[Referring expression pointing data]
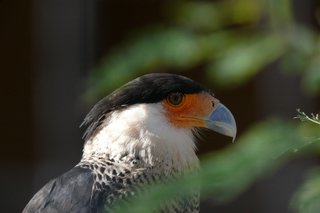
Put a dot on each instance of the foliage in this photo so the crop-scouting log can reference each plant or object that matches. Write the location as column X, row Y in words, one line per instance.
column 306, row 200
column 233, row 41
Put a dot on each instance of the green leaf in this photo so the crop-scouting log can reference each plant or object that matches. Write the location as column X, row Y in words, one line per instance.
column 307, row 198
column 242, row 61
column 165, row 48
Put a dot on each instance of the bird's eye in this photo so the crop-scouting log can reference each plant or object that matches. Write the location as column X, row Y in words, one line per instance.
column 175, row 98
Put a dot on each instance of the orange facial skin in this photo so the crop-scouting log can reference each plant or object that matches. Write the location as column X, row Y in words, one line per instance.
column 192, row 111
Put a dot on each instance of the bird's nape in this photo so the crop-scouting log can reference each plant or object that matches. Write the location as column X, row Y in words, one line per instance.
column 138, row 135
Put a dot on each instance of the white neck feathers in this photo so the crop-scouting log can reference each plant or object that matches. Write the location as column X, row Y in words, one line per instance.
column 143, row 130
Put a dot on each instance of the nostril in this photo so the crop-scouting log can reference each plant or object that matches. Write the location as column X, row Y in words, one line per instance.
column 213, row 104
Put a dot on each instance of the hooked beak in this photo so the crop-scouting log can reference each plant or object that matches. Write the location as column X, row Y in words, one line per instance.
column 222, row 121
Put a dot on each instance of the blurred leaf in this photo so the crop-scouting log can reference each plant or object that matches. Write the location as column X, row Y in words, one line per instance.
column 163, row 48
column 307, row 198
column 223, row 176
column 311, row 78
column 245, row 59
column 207, row 16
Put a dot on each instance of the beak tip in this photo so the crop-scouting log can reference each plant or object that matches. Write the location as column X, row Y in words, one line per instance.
column 222, row 121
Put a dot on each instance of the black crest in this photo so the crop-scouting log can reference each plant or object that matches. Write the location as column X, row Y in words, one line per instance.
column 150, row 88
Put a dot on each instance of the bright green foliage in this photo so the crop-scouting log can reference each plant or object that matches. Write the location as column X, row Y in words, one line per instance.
column 307, row 198
column 202, row 34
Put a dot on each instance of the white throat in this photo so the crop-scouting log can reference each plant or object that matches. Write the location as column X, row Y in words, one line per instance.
column 143, row 130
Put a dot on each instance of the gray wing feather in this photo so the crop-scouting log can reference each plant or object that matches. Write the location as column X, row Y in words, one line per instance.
column 71, row 192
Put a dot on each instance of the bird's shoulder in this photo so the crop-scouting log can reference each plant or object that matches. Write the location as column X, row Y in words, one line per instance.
column 70, row 192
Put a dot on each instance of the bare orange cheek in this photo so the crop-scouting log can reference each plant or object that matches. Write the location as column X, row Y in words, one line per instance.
column 188, row 114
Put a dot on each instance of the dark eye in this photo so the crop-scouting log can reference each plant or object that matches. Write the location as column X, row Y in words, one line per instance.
column 175, row 98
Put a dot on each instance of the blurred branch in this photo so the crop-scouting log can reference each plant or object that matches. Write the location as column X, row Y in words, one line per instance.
column 306, row 200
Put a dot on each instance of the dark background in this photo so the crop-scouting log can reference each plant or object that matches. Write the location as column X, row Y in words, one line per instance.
column 49, row 48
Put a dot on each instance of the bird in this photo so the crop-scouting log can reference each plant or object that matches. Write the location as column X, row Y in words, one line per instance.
column 142, row 133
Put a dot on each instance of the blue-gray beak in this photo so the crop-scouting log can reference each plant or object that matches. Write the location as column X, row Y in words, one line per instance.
column 222, row 121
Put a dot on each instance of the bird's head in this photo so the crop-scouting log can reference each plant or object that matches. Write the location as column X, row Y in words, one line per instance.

* _GOAL OF THE EXERCISE_:
Exclude the images and copy every record above exactly.

* _TASK RESPONSE_:
Put a dot on each instance of the foliage in this photo so the crop-scouting log can reference each plant or object that matches. Write the location as column X, row Y in words, one line per instance.
column 306, row 200
column 233, row 41
Put a dot on each instance of the green leaf in this photo so the crop-scouting log can reference each plant or object that matches. Write the location as column X, row Y in words, one line per instance.
column 307, row 198
column 242, row 61
column 165, row 48
Put a dot on each instance of the bird's eye in this photo so the crop-scouting log can reference each plant or object that matches. Write the location as column X, row Y in words, one line per instance.
column 175, row 98
Put a dot on each instance of the orange facial skin in this photo so the crop-scouting log can reference each plant or object that matches. Write the location as column X, row Y in words, one line per instance.
column 192, row 111
Put a dot on each instance of the bird's nape in this photo so the crop-scouting log can reference each plant or object that matches. Write the location as column X, row Y in words, one line per instance.
column 138, row 135
Put a dot on each instance of the white neck feathers in this photo so the crop-scouting log can reference each plant or object that matches. Write the location as column X, row Y in words, one line per instance.
column 143, row 130
Put a dot on each instance of the nostril in this photo so the crop-scouting log can reference each plant or object that matches. Write the location as column X, row Y in words, one line per instance.
column 213, row 104
Put a dot on each instance of the hooked beak in this photo so the crop-scouting log can reference each plant or object that matches. Write the location as column X, row Y in words, one line per instance.
column 222, row 121
Put a dot on each instance of the blurred leaf in this photo so the crop-scouting log can reference each plant or object that matches. Write the location as column X, row Y in words, one line per instance.
column 163, row 48
column 307, row 198
column 223, row 176
column 311, row 78
column 245, row 59
column 207, row 16
Put a dot on each instance of the beak tip in this photo so the crop-scouting log can reference each plant or object that matches. Write the location as column X, row Y in words, one line per instance.
column 222, row 121
Put a dot on each instance of the black crest in this photo so the crop-scouting log can reference each plant or object that matches. Write the location as column X, row Y in words, one line per instance.
column 150, row 88
Put a dot on each instance of the bright green foliage in this photo so the crop-scouting log can reference each plant or object that matches. Write the location as column X, row Y in words, one line per instance.
column 307, row 198
column 202, row 34
Put a dot on each instance of the white throat in this photo so the crop-scouting log can reference each plant or object that matches. Write the location as column X, row Y in words, one line per instance.
column 143, row 130
Put a dot on each instance of the gray wing feather in this photo so the crop-scouting log can reference each plant or object that matches. Write the location as column X, row Y in words, one line per instance.
column 71, row 192
Put a dot on each instance of the bird's shoulder in this photo so the crop-scouting log can reference each plant or object that matches. Write the location as column X, row Y in words, one line per instance.
column 70, row 192
Put a dot on each instance of the bare orange cheek in this photo so the crop-scouting log can reference each plant or object that matches. Write the location as column X, row Y in words, one line per instance.
column 188, row 114
Put a dot on each instance of the dark eye in this photo so the crop-scouting log can reference each plant or object that matches. Write the location as column X, row Y in words, one line per instance.
column 175, row 98
Put a dot on each instance of the blurred branch in this photo so the crop-scouting log can reference each plant or object that matches. Write the location as column X, row Y in words, one line per instance.
column 306, row 200
Put a dot on each instance of the dark background in this photo so the crop-scouting log can reference each plant or object that matches. Write the location as column X, row Y in words, one line per instance.
column 49, row 48
Put a dot on each instance of the bird in this photo so the crop-scouting log can reference each plant or object that matches. Write the location as column X, row Y in words, one line per instance.
column 142, row 133
Put a dot on each instance of the blue-gray beak in this photo so the crop-scouting log can reference each plant or object that matches. Write the location as column X, row Y in words, one line per instance.
column 222, row 121
Put a dot on each instance of the bird's head in this photo so the crop-scouting log can reference each plant or object that matches. Write the location as column X, row Y in words, one line per instance.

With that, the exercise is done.